Items listed in a dataset:
_____
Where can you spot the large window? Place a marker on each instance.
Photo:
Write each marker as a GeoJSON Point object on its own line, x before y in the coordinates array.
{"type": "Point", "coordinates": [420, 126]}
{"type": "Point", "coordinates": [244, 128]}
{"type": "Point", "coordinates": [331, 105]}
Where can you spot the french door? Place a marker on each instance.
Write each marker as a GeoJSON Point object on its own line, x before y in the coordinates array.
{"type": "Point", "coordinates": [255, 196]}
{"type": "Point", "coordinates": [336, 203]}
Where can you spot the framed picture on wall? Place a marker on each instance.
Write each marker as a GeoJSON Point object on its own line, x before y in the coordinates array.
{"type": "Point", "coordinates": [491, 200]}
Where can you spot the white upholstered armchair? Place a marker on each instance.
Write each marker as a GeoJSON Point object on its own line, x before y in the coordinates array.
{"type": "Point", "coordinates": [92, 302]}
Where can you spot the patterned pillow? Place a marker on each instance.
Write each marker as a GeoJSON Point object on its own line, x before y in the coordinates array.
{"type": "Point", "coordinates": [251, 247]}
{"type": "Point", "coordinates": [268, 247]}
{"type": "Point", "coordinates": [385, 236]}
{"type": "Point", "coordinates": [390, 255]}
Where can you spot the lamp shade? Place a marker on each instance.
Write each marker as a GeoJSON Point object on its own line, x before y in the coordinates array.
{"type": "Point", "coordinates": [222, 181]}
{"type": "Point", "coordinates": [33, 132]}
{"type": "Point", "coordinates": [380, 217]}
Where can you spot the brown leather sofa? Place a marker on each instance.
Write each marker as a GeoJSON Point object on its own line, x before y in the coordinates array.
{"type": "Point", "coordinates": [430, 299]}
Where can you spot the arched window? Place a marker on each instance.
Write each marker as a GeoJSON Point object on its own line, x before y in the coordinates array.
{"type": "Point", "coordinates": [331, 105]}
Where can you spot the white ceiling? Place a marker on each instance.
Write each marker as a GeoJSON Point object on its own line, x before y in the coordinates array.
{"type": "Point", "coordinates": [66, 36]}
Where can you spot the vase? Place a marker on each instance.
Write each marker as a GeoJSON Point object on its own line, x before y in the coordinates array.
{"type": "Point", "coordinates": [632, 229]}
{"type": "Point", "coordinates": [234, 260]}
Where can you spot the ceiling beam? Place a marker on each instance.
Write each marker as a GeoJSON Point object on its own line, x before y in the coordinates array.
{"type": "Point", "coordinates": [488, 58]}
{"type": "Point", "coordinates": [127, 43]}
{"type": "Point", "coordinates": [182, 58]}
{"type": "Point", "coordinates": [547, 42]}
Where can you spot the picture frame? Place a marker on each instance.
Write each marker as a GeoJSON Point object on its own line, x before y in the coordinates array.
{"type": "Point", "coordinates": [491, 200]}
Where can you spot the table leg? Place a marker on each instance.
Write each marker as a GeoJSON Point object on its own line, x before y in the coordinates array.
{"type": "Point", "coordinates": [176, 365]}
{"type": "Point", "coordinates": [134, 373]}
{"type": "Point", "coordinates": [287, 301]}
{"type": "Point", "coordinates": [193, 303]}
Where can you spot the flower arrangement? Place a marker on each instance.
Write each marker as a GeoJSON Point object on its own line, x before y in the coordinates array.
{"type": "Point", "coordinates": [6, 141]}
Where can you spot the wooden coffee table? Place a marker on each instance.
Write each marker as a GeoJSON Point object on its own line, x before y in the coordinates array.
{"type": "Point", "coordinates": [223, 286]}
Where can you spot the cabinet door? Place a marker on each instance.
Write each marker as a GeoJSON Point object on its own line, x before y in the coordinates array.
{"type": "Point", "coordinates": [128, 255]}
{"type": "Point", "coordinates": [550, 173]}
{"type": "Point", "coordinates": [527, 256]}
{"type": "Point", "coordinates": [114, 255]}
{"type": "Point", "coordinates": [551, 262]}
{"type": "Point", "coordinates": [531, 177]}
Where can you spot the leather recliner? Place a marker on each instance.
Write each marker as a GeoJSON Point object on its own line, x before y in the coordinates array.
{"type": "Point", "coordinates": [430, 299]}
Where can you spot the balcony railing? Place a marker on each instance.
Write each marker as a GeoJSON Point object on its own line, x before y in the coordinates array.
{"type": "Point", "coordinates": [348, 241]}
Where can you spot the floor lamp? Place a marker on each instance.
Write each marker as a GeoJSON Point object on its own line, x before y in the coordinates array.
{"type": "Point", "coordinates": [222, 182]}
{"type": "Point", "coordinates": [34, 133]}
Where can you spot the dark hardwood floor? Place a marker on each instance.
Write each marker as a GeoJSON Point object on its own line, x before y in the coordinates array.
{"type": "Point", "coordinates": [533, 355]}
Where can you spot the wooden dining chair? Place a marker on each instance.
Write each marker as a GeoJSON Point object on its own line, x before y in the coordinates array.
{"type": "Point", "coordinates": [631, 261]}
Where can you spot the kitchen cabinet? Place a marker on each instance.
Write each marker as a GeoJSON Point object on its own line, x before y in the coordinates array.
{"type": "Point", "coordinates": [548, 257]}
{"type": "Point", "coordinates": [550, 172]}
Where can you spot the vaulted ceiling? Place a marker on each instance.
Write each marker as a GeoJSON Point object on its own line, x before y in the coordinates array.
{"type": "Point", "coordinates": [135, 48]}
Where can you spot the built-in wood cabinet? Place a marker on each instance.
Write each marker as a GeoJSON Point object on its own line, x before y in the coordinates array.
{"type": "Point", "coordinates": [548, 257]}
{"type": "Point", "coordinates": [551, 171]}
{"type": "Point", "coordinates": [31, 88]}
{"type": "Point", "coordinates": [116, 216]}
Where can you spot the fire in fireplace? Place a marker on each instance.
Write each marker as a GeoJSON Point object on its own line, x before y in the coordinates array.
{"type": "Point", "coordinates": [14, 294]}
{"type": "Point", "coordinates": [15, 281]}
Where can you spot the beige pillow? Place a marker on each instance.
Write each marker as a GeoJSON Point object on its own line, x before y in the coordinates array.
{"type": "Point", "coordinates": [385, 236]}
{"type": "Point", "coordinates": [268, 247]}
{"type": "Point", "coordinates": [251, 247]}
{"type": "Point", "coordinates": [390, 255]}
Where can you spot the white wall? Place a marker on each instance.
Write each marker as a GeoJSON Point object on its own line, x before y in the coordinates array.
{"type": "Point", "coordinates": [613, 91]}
_____
> [OBJECTIVE]:
Repeat exactly the lines from the one containing "Where can you spot the kitchen" through the last line of the records above, both included, and nothing else.

> [SOLUTION TO THIS TASK]:
Where can you spot the kitchen cabinet? Place a marker on each instance.
Write each marker as a GeoJSON Point object on its own line, x before y in the coordinates array.
{"type": "Point", "coordinates": [548, 257]}
{"type": "Point", "coordinates": [550, 172]}
Where can you spot the vaulted ceiling? Place a marker on each instance.
Write each marker as a GeoJSON Point object on its own line, x before y in the coordinates array.
{"type": "Point", "coordinates": [135, 48]}
Where can you spot the built-in wood cabinet? Place a marker on each instance.
Write each marker as a GeoJSON Point object on its own line, x before y in the coordinates array.
{"type": "Point", "coordinates": [548, 257]}
{"type": "Point", "coordinates": [551, 171]}
{"type": "Point", "coordinates": [31, 88]}
{"type": "Point", "coordinates": [116, 216]}
Where can you spot the fire in fireplace? Place a marker on each instance.
Write each marker as a GeoJSON Point object on its own line, x before y in the coordinates array.
{"type": "Point", "coordinates": [14, 294]}
{"type": "Point", "coordinates": [15, 281]}
Where can you spot the beige pillow? Place a marker on each instance.
Write each marker as a GeoJSON Point object on its own line, x before y in the coordinates array.
{"type": "Point", "coordinates": [385, 236]}
{"type": "Point", "coordinates": [268, 247]}
{"type": "Point", "coordinates": [251, 247]}
{"type": "Point", "coordinates": [390, 255]}
Where can you spot the white wall? Place a marker on each instance.
Write each marker as a GeoJSON Point object on its own line, x before y in the coordinates array.
{"type": "Point", "coordinates": [613, 91]}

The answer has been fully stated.